However, no one currently offers a way to manage multiple HCS experiments from soup to nuts, and to integrate the massive amount of data generated by imaging screens with other experimental methods such as HTS or proteomics studies.

"Our product captures data throughout an entire assay run — from designing a plate layout, and which compounds you're testing, to the actual screening data," Samuels said. "A lot of our customers will have a separate stats tool, and then their instrument database, and then they do their dose-response curves in Excel, and we give them a way to look at the dose response curve and then drill back and know the history of the compound and where it came from, or where the cell image is stored and things like that."

Furthermore, Samuels said, "you can integrate your HCS work across your entire enterprise and link it to what's going on in other labs."

Although Teranode declined to identify any of the partners it is working with to develop the HCS module, one known partner is the laboratory of Jim Inglese at the National Institutes Chemical Genomics Center.

Last year, Inglese told CBA News that his lab, which is heavily involved in HCS, had invested in Teranode Design Suite to capture assay protocol development information and manage the HCS workflow in the lab.

"[TDS] operates off a model-based paradigm allowing all of our assay optimization data to be stored in a database and retrieved, analyzed, and used for subsequent optimization designs," Inglese said at the time. "In my previous environments this data went primarily into lab notebooks or Excel files scattered about a common hard drive with no useful way to mine or search. This is something that I do not want to repeat at the NCGC." (See CBA News, 2/22/2005).

This week, Inglese declined to comment on NCGC's involvement in the development of TDS for HCS experiments, stating only that it has "set very ambitious goals with Teranode, [which] we continue to work with."

Teranode hasn't had to alter the basic structure of TDS very much from the product that is used for HTS, but there are still non-trivial challenges that HCS brings to the table that need to be addressed.

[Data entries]
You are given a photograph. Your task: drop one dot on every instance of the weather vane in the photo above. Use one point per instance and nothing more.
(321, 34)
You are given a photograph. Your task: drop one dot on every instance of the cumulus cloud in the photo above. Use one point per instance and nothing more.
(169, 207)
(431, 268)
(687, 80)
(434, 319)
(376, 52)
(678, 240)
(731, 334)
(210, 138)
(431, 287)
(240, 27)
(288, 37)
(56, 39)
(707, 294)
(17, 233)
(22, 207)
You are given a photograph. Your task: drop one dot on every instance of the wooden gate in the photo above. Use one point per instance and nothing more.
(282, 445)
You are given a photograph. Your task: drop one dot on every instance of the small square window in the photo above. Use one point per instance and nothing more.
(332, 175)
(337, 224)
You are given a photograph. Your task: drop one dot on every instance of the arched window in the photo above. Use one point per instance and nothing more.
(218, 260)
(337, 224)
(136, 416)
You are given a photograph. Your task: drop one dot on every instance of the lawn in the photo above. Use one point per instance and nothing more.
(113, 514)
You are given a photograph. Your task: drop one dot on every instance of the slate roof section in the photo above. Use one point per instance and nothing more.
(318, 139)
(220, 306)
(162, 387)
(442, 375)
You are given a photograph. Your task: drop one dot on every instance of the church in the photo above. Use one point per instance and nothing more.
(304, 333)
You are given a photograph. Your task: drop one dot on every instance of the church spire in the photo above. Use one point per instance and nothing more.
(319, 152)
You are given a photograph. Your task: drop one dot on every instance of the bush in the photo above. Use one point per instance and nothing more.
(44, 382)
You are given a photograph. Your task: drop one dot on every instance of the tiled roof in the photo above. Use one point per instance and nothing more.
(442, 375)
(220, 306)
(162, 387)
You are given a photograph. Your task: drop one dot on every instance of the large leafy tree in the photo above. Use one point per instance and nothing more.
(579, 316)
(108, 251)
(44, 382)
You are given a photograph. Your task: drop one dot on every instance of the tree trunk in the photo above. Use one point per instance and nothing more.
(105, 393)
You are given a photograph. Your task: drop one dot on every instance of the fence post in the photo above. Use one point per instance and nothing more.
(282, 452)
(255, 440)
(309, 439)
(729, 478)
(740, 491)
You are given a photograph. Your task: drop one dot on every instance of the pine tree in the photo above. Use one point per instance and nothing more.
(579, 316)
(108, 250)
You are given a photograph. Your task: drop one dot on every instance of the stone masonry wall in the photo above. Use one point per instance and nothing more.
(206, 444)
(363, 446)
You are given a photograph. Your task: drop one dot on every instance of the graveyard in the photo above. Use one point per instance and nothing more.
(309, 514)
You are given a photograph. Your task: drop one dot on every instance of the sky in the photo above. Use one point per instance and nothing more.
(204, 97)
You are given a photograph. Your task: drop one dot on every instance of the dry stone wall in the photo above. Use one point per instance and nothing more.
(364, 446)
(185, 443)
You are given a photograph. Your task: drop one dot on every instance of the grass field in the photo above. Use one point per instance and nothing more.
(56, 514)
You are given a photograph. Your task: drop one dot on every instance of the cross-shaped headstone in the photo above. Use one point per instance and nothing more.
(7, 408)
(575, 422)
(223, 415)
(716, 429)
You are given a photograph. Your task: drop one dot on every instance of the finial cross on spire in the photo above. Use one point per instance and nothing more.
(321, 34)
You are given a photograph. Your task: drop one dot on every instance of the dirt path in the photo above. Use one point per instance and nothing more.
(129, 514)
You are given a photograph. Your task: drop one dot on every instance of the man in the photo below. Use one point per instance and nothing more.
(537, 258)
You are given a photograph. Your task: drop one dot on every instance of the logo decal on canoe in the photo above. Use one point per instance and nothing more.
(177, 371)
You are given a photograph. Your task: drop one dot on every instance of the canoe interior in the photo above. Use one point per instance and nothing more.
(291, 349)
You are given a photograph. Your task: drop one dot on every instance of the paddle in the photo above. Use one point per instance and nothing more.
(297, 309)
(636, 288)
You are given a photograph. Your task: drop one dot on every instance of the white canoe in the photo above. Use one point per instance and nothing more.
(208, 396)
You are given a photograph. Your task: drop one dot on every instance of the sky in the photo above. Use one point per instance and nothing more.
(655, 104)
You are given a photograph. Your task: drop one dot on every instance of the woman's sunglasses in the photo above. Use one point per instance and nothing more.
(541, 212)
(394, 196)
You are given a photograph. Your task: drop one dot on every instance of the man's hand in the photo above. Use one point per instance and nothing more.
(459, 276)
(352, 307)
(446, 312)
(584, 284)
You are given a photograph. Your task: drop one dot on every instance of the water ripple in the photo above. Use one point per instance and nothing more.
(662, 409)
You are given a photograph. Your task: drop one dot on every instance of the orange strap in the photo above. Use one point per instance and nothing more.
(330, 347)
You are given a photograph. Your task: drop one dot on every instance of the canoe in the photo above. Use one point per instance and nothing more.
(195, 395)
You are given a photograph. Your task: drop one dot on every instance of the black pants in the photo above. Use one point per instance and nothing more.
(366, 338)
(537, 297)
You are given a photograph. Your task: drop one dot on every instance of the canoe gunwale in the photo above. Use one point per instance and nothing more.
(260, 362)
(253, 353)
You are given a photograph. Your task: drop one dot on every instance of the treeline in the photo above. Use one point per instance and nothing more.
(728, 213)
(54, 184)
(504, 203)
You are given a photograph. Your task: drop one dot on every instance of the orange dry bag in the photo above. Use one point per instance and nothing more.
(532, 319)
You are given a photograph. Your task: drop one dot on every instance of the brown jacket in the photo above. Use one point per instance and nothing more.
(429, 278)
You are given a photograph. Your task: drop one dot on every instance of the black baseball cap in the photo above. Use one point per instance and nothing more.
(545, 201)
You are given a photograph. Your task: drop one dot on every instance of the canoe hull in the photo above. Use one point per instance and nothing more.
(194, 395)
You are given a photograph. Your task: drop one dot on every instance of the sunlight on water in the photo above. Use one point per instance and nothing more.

What this exercise asks:
(1) In the Teranode passage, edit the part that opens with the words containing "This week, Inglese" and closes with "to be addressed.", putting "Teranode Design Suite" in place of "TDS" each time it occurs.
(2) For each statement, say yes or no to whether it agrees with the Teranode passage, and quote the words that decide it. (a) Teranode named the partners helping it develop the HCS module. (b) Before the NCGC, Inglese's assay optimization data went mainly into lab notebooks or Excel files. (c) Teranode had to change the basic structure of TDS a great deal for HCS.

Your responses:
(1)
This week, Inglese declined to comment on NCGC's involvement in the development of Teranode Design Suite for HCS experiments, stating only that it has "set very ambitious goals with Teranode, [which] we continue to work with."

Teranode hasn't had to alter the basic structure of Teranode Design Suite very much from the product that is used for HTS, but there are still non-trivial challenges that HCS brings to the table that need to be addressed.

(2)
(a) No: "Teranode declined to identify any of the partners it is working with to develop the HCS module"
(b) Yes: "In my previous environments this data went primarily into lab notebooks or Excel files scattered about a common hard drive"
(c) No: "Teranode hasn't had to alter the basic structure of TDS very much from the product that is used for HTS"